**ページ抜粋**
+---+
リビングのキッチンカウンターには娘さんがプレゼントしてくれた、ドングリが入ったガラス瓶がいつも飾られていた。2億円のマンションで暮らす人が、ドングリを大事そうに飾っている……。

 生きていく上でお金は大切だ。だけど家族、時間、健康、友達……。お金じゃ買えない、お金よりもずっと大切な「何か」について、このガラス瓶を見る度に考えていたはずなのに……。

 ごめんなさいも、ありがとうも、言えなかった。もっと力になりたかった。力になれたのに、やらなかった。あんなによくしてもらったのに、何も恩を返せなかった。当たり前だが、死んだら何もできない。何も伝えられない。たくさん聞いてほしい話があった。生きていてほしかった。

億ション姉さんが放った
忘れられない言葉

 会社と裁判をしている事実については、億ション姉さんに包み隠さず話していた。生前、億ション姉さんはこのように言ってくれた。

女性「もし会社を解雇されてなければ、佐藤さんってウーバーやってないですよね?」
佐藤「それはそうですね」
+---+
**提供データ**
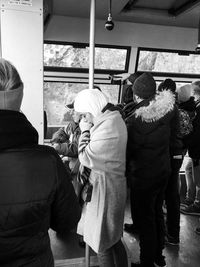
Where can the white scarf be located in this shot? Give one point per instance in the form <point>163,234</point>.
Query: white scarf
<point>90,100</point>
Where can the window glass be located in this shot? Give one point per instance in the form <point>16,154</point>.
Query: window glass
<point>58,94</point>
<point>70,56</point>
<point>168,62</point>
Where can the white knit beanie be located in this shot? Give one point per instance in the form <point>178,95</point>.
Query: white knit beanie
<point>11,99</point>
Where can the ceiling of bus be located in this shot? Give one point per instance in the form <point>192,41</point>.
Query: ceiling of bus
<point>181,13</point>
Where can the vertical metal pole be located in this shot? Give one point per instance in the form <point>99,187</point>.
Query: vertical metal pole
<point>92,44</point>
<point>91,85</point>
<point>87,255</point>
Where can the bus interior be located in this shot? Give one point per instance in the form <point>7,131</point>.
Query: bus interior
<point>49,42</point>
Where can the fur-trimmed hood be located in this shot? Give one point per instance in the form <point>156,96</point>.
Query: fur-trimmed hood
<point>157,108</point>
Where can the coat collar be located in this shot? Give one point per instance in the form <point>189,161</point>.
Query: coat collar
<point>158,107</point>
+---+
**取り組む内容**
ページ抜粋のうち「ごめんなさいも、ありがとうも」で始まり「女性「もし会社を解雇されてなければ、佐藤さんってウーバーやってないですよね?」」に至るまでの部分を、「億ション姉さん」を「あの女性」に置き換えて書き直してください。

**解答例**
ごめんなさいも、ありがとうも、言えなかった。もっと力になりたかった。力になれたのに、やらなかった。あんなによくしてもらったのに、何も恩を返せなかった。当たり前だが、死んだら何もできない。何も伝えられない。たくさん聞いてほしい話があった。生きていてほしかった。

あの女性が放った
忘れられない言葉

 会社と裁判をしている事実については、あの女性に包み隠さず話していた。生前、あの女性はこのように言ってくれた。

女性「もし会社を解雇されてなければ、佐藤さんってウーバーやってないですよね?」